- **TASK ITEM**: Return, word for word, only the lines of the data below that lie between the line with "Category: silver mercedes convertible" and the line with "Category: tire", those two lines included.

Natural-language object grounding data
-*-*-

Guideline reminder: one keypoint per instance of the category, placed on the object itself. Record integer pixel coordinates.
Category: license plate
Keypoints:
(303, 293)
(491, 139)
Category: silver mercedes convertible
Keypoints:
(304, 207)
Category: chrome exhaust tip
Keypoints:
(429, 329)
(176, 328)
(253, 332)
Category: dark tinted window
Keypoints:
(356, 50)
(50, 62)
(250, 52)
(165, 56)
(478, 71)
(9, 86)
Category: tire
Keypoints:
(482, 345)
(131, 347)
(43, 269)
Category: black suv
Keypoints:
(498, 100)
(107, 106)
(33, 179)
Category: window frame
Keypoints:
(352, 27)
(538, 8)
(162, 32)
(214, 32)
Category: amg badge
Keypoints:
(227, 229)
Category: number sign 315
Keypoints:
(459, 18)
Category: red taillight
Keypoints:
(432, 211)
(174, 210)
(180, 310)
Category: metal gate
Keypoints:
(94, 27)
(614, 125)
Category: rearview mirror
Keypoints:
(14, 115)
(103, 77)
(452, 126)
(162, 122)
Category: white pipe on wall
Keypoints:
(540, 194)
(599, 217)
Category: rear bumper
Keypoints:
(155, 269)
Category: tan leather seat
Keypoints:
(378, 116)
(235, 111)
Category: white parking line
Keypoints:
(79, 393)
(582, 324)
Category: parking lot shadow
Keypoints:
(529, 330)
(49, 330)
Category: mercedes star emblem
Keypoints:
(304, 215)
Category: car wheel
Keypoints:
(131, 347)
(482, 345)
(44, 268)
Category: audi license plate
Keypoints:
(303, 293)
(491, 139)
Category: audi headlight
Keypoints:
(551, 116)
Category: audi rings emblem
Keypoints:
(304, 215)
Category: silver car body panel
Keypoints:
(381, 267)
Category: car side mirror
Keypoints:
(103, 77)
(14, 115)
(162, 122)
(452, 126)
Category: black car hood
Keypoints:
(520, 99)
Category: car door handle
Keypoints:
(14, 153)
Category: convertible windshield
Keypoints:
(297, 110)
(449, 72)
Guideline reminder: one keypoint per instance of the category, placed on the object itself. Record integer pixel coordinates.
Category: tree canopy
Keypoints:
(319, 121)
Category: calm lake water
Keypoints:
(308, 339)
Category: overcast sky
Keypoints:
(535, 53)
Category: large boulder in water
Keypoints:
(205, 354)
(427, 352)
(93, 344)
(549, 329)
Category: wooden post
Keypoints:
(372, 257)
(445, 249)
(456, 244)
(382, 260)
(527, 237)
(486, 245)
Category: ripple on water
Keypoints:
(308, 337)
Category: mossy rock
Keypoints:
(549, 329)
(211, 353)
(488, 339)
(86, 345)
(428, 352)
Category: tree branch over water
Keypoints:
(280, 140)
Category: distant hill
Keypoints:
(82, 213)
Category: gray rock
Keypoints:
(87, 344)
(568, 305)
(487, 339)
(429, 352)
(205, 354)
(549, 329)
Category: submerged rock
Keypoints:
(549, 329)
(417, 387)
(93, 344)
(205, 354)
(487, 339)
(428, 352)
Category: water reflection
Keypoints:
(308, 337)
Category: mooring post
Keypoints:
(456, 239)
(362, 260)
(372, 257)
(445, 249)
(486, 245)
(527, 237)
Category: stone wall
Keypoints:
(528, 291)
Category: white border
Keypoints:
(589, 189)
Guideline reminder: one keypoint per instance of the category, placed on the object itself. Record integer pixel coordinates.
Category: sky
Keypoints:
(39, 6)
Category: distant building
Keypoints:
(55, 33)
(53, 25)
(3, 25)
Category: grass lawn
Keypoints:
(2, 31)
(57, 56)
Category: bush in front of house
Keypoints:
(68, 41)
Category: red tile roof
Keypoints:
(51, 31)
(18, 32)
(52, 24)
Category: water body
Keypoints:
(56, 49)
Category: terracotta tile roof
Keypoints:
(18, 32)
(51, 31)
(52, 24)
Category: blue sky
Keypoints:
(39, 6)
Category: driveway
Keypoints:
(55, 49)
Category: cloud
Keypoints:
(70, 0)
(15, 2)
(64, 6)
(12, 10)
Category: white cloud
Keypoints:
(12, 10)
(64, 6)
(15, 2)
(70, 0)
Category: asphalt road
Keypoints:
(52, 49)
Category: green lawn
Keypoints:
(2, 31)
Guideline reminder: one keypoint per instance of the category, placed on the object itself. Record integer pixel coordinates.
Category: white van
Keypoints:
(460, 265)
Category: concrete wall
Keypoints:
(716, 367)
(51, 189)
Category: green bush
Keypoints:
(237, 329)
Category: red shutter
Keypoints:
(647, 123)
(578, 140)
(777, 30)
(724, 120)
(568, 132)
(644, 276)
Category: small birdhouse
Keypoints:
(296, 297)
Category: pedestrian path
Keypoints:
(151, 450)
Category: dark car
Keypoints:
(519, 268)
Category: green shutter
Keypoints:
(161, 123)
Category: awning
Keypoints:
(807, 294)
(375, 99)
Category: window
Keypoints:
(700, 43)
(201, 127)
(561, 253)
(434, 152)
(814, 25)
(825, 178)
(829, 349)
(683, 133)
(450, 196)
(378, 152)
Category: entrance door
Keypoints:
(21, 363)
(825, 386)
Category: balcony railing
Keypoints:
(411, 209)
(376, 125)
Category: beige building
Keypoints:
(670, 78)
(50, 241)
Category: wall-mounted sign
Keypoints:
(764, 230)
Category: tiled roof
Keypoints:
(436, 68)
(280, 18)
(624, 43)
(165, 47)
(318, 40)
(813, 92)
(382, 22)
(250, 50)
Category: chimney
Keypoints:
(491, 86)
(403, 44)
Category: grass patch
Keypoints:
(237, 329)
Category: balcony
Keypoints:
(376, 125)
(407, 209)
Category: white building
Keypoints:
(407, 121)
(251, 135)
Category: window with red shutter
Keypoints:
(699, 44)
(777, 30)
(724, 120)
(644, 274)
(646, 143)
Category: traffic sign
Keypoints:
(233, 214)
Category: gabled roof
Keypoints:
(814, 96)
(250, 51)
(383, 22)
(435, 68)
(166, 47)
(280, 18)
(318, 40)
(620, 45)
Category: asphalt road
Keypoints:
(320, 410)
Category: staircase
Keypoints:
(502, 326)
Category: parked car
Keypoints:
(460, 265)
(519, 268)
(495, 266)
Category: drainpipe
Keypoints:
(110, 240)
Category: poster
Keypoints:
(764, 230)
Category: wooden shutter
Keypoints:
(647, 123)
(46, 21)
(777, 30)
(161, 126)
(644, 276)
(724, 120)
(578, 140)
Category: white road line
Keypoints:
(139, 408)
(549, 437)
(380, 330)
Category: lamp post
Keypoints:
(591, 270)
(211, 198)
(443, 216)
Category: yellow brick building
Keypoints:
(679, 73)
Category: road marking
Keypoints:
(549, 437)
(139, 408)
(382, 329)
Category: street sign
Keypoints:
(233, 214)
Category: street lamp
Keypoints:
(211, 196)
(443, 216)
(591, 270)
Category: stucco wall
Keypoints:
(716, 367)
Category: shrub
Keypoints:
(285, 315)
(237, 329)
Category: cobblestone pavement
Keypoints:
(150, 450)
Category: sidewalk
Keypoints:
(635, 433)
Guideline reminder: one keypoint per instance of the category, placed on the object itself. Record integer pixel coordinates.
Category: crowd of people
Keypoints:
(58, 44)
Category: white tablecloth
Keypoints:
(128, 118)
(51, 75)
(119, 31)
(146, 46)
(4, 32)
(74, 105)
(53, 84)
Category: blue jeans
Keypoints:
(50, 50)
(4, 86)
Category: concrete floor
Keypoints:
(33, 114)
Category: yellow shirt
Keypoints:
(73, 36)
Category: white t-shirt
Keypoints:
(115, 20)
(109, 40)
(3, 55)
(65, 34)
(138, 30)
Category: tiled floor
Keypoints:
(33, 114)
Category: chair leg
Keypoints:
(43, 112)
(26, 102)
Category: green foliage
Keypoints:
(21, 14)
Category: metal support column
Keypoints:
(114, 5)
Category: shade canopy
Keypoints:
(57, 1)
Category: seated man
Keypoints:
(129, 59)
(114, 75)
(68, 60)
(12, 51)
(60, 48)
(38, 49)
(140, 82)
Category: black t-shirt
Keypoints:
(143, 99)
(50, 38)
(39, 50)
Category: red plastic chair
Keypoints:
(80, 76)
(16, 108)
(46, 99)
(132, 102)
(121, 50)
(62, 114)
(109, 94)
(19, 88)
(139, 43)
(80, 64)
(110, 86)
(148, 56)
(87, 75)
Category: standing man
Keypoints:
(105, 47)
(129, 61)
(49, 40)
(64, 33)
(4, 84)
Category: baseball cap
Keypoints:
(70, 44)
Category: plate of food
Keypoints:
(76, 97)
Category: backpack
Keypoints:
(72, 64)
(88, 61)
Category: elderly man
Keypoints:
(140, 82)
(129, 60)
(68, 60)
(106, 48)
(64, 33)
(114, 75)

-*-*-

- **ANSWER BELOW**:
Category: silver mercedes convertible
Keypoints:
(304, 207)
Category: chrome exhaust tip
Keypoints:
(429, 329)
(176, 328)
(253, 332)
Category: dark tinted window
Keypoints:
(356, 50)
(50, 62)
(250, 52)
(165, 56)
(478, 71)
(9, 86)
Category: tire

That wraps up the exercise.